Texte retenu:
S'orienter, étudier, passer des concours, suivre des stages, découvrir un métier, décrocher un contrat... Autant d'étapes importantes qui soulèvent, pour chaque étudiant, un foisonnement de questions. Afin de démêler les réalités des idées reçues, Dalloz Actu Étudiant a décidé de décrypter tous les mois les spécificités d'un métier du droit à partir du témoignage d'un professionnel.

Ce sont de gros pavés qui ornent les murs des bibliothèques de droit, les bureaux des juges et des avocats. Tous les jours, vous êtes des milliers en France à ouvrir ces codes, sur Internet, iPad ou en format papier. Lois, décrets, arrêts, doctrine, tout y est consigné grâce au travail minutieux de petites mains qu'on appelle « codistes » dans le jargon, ou rédacteurs de code tout simplement. Rédactrice du Code de procédure pénale chez Dalloz, Maud Léna nous décrit son métier.

Quel a été votre parcours jusqu'à aujourd'hui ?

Extrait des données:
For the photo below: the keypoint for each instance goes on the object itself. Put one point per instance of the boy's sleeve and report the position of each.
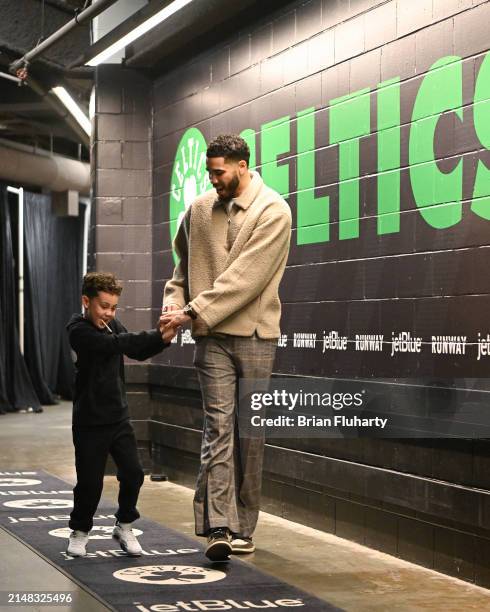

* * *

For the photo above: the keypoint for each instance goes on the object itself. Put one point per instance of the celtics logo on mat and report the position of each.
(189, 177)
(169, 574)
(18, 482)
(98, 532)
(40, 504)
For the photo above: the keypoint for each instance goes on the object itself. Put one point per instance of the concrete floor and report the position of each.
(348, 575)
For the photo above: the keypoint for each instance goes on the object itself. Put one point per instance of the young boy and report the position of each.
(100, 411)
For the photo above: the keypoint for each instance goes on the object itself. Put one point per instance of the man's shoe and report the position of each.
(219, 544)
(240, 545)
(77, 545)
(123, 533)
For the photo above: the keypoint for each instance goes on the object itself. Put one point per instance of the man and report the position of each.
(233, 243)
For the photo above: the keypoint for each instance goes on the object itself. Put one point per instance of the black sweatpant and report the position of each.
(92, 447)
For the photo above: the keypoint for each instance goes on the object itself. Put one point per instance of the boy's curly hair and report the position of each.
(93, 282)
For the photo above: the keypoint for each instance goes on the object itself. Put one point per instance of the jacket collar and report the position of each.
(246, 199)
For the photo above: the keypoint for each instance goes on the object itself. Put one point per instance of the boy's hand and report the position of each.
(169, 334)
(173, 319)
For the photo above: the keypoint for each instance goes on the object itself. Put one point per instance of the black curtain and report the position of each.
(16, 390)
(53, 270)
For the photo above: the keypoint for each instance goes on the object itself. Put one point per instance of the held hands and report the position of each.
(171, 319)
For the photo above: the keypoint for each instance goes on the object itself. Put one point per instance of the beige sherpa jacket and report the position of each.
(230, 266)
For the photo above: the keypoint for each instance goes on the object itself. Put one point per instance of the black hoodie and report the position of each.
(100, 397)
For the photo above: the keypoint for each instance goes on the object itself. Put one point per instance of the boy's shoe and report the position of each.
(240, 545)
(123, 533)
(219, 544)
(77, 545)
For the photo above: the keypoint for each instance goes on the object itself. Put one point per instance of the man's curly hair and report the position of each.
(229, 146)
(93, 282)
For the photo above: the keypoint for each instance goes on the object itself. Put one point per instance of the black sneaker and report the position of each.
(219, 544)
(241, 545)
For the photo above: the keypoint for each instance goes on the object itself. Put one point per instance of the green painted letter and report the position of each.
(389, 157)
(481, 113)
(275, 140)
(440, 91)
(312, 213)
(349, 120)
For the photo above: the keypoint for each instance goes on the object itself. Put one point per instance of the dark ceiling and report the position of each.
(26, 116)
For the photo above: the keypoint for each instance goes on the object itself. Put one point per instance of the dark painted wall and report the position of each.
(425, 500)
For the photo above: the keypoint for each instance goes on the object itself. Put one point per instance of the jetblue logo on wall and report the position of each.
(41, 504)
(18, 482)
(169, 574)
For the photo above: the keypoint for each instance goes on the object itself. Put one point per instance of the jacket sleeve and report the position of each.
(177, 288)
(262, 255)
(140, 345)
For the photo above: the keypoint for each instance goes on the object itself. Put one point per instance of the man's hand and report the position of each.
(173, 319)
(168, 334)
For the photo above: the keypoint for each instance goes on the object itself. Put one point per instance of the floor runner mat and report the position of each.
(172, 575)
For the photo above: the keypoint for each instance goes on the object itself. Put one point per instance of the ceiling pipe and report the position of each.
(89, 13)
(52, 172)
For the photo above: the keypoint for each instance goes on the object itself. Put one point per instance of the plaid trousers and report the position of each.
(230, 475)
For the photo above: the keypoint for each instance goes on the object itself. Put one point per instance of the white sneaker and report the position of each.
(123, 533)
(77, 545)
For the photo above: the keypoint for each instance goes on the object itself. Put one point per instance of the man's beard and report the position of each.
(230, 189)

...

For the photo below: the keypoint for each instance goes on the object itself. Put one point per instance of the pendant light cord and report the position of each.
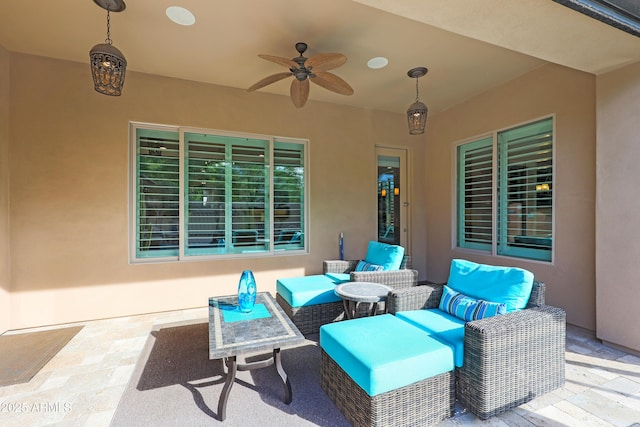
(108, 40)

Consigne 1:
Répondez à ces questions sur le texte consacré aux rédacteurs de code :
(a) À quelle fréquence Dalloz Actu Étudiant décrypte-t-il les spécificités d'un métier du droit ?
(b) Comment appelle-t-on les rédacteurs de code dans le jargon ?
(c) De quel code Maud Léna est-elle la rédactrice chez Dalloz ?
Consigne 2: Pouvez-vous recopier, dans le texte consacré aux rédacteurs de code, le passage qui va de « S'orienter, étudier, passer » jusqu'à « décrit son métier. » ?
Consigne 3: Pouvez-vous écrire la suite du texte consacré aux rédacteurs de code, en partant de sa dernière phrase ?

Réponse rédigée 1:
(a) Tous les mois.
(b) Des « codistes ».
(c) Du Code de procédure pénale.

Réponse rédigée 2:
S'orienter, étudier, passer des concours, suivre des stages, découvrir un métier, décrocher un contrat... Autant d'étapes importantes qui soulèvent, pour chaque étudiant, un foisonnement de questions. Afin de démêler les réalités des idées reçues, Dalloz Actu Étudiant a décidé de décrypter tous les mois les spécificités d'un métier du droit à partir du témoignage d'un professionnel.

Ce sont de gros pavés qui ornent les murs des bibliothèques de droit, les bureaux des juges et des avocats. Tous les jours, vous êtes des milliers en France à ouvrir ces codes, sur Internet, iPad ou en format papier. Lois, décrets, arrêts, doctrine, tout y est consigné grâce au travail minutieux de petites mains qu'on appelle « codistes » dans le jargon, ou rédacteurs de code tout simplement. Rédactrice du Code de procédure pénale chez Dalloz, Maud Léna nous décrit son métier.

Réponse rédigée 3:
J'ai commencé par une thèse en procédure pénale pour devenir enseignante mais je me suis rendue compte que le monde universitaire ne me correspondait pas. Quand j'ai terminé ma thèse, j'ai commencé à travailler dans une association de réinsertion de personnes incarcérées. Il s'agit d'une plateforme téléphonique grâce à laquelle les personnes détenues peuvent se renseigner sur tous leurs droits en dehors de leur affaire. J'ai fait cela pendant cinq ans. Et j'ai notamment créé un fichier technique pour les bénévoles qui répondent aux appels car les questions peuvent être assez pointues. Il y a beaucoup d'élèves avocats mais aussi des personnes retraitées, des gens sensibilisés à l'univers de la prison mais non-juristes. Parallèlement j'écrivais pour Dalloz Actualité en droit pénal, procédure pénale, en particulier en exécution des peines qui est devenu ma spécialité. Je suis arrivée aux éditions Dalloz il y a un peu moins de deux ans lorsqu'un poste s'est libéré pour gérer le Code de procédure pénale et la partie procédure pénale de l'Encyclopédie juridique Dalloz. La constante dans mon parcours est la procédure pénale que j’adore. C'est une matière que je trouve passionnante car elle concerne tout à la fois l'humain, les libertés publiques, la politique, la philosophie. Intellectuellement, changer un petit bout du Code de procédure pénale, cela peut avoir plein d'implications que le législateur n'avait pas forcément imaginées. Du coup, faire le Code, cela ne peut être que passionnant, on est en plein cœur de la matière.

En quoi consiste votre activité au quotidien ?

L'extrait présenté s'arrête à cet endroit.